▶ Предложенный отрывок
----------------

Хочу самым беглым образом обрисовать его внешность. У него были длинные, зачесанные назад волосы. Он был легок в движениях, сами движения эти выдавали характер человека, действия которого направлялись внутренней пластикой. У него была походка, какую сейчас редко встретишь: мелодична, предупредительна, в ней чувствовалось что-то очень давнее. У него была трость, и носил он ее галантно, по-светски, чувствовался прошлый век, да и сама трость, казалось, была давняя, времен Грибоедова.
Продолжатель классических традиций русского стиха, Александр Кочетков казался некоторым поэтам и критикам тридцатых - сороковых годов этаким архаистом. Добротное и основательное принималось за отсталое и заскорузлое. Но он не был ни копиистом, ни реставратором. Он работал в тени и на глубине. Близкие по духу люди ценили его. Это относится, в первую очередь, к Сергею Шервинскому, Павлу Антокольскому, Арсению Тарковскому, Владимиру Державину, Виктору Витковичу, Льву Горнунгу, Нине Збруевой, Ксении Некрасовой и некоторым другим. Он был замечен и отмечен Вячеславом Ивановым. Более того: это была дружба двух русских поэтов - старшего поколения и молодого поколения. С интересом и дружеским вниманием относилась к Кочеткову Анна Ахматова.

----------------

(Исходные записи)

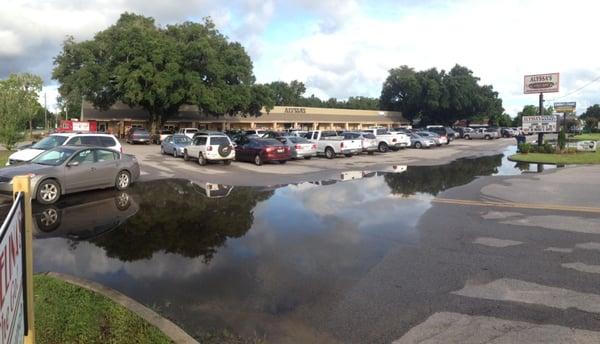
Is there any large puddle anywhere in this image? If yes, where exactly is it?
[29,148,564,342]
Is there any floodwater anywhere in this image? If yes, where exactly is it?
[34,149,560,343]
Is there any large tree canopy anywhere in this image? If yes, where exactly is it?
[380,65,504,124]
[53,13,273,129]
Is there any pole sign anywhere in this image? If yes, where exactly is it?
[522,115,558,134]
[0,193,25,344]
[554,102,577,112]
[523,73,560,94]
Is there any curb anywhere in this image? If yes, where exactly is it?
[44,272,199,344]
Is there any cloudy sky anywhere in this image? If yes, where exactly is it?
[0,0,600,115]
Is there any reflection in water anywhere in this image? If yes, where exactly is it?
[34,155,564,342]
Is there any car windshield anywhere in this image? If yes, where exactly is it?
[210,136,229,146]
[173,136,192,144]
[31,148,75,166]
[31,135,67,150]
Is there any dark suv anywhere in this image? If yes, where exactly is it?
[427,125,456,142]
[125,128,152,144]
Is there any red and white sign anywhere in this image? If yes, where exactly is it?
[523,73,560,94]
[57,120,98,133]
[0,196,25,344]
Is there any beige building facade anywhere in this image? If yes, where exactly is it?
[83,103,409,134]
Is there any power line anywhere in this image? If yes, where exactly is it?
[547,76,600,102]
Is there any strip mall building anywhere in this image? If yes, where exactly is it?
[82,103,409,135]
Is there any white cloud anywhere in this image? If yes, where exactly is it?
[261,0,600,114]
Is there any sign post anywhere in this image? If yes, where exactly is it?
[523,73,560,146]
[13,176,35,344]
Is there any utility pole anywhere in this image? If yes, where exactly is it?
[44,92,48,131]
[538,92,544,146]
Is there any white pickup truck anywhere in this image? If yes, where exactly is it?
[303,130,362,159]
[362,128,410,153]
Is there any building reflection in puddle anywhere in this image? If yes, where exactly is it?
[34,155,564,342]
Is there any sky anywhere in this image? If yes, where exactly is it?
[0,0,600,116]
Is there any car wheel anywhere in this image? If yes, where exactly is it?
[378,142,390,153]
[198,153,206,166]
[35,206,61,233]
[36,179,60,204]
[325,147,335,159]
[115,171,131,190]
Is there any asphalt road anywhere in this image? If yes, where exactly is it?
[129,137,532,186]
[360,166,600,343]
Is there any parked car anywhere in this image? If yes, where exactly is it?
[235,137,292,166]
[6,133,123,166]
[409,133,436,149]
[304,130,362,159]
[160,134,192,158]
[464,128,499,140]
[183,132,235,165]
[177,128,200,139]
[152,129,173,145]
[344,132,379,155]
[362,127,410,153]
[0,146,140,204]
[427,125,457,143]
[125,128,152,144]
[277,136,317,160]
[416,131,448,147]
[32,189,140,236]
[244,129,267,137]
[454,127,473,138]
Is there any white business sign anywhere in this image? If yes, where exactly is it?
[523,73,560,94]
[73,122,90,131]
[522,115,558,133]
[0,196,25,344]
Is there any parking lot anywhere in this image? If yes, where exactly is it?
[123,138,515,186]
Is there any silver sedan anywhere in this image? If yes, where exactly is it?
[0,146,140,204]
[160,134,192,158]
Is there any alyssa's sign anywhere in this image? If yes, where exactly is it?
[523,73,560,94]
[284,108,306,113]
[522,115,558,133]
[0,194,25,344]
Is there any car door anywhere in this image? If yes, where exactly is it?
[64,149,100,193]
[93,149,120,187]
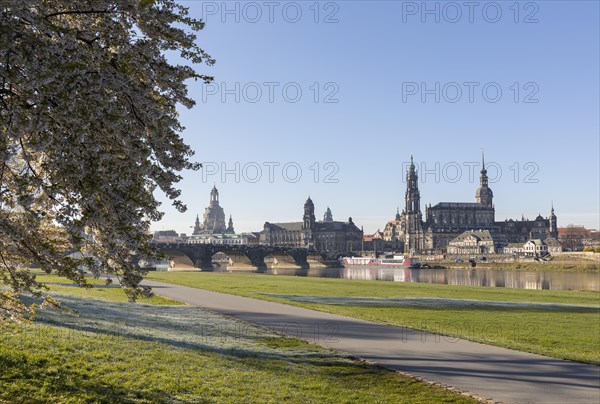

----------------

▶ Рабочие задания
1: Отберите и выпишите каждую строку записей, в которой встречается слово «building», с учетом регистра букв.
2: Допишите следующую часть отрывка об Александре Кочеткове, начав сразу после его последнего предложения.

▶ Ответы
1:
Is there any beige building facade anywhere in this image? If yes, where exactly is it?
Is there any strip mall building anywhere in this image? If yes, where exactly is it?
Is there any building reflection in puddle anywhere in this image? If yes, where exactly is it?

2:
Впервые я увидел и услышал Александра Сергеевича Кочеткова в Хоромном тупике в квартире Веры Звягинцевой. Помнится, тогда были с нами Клара Арсенева, Мария Петровых, Владимир Любин. Мы услышали стихи, которые мягко, душевно читал автор, необычайно мне понравившийся. В тот вечер он услышал в свой адрес много добрых слов, но вид у него был такой, будто все это говорилось не о нем, а о каком-то другом поэте, заслужившем похвалу в большей степени, чем он сам.
Он был приветлив и дружелюбен. Каким бы он ни был печальным или усталым, его собеседник этого не чувствовал.
Собеседник видел перед собой, рядом с собой милого, душевного, чуткого человека.
Даже в состоянии недуга, недосыпа, нужды, даже в пору законной обиды на невнимание редакций и издательств Александр Сергеевич делал все для того, чтобы его собеседнику или спутнику это состояние не передавалось, чтобы ему было легко. Именно с такой идущей от души легкостью он однажды обернулся ко мне и, мягко стукнув тростью по асфальту, сказал:
- У меня имеется одно сочинение, представьте себе - драма в стихах. Не составит ли для вас труда познакомиться - хотя бы бегло - с этим сочинением? Не к спеху, когда скажете и если сможете...
Так, году в 1950-м, ко мне попала драматическая поэма "Николай Коперник".
Начав с истории одного стихотворения ("Баллада о прокуренном вагоне"), я обратился к его автору и его истории.
Они совпадают, эти истории. Судьба автора и судьбы его произведений накладываются друг на друга. И из этих историй, из этих судеб внимательный читатель создает образ поэта и размышляет о времени, в которое он жил.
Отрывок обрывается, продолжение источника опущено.